### Your instructions
Reproduce this listing from its first line through the line with "parts: a single", inclusive, leaving out all that follows.

### Data for this exercise
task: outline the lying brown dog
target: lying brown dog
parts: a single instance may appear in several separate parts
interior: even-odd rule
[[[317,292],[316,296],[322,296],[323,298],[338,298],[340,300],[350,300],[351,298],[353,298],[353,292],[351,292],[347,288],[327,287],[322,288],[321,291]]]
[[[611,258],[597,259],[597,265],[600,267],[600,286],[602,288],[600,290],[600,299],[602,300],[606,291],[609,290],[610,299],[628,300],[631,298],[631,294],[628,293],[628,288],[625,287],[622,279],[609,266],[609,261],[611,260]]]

### Answer to the exercise
task: outline the lying brown dog
target: lying brown dog
parts: a single instance may appear in several separate parts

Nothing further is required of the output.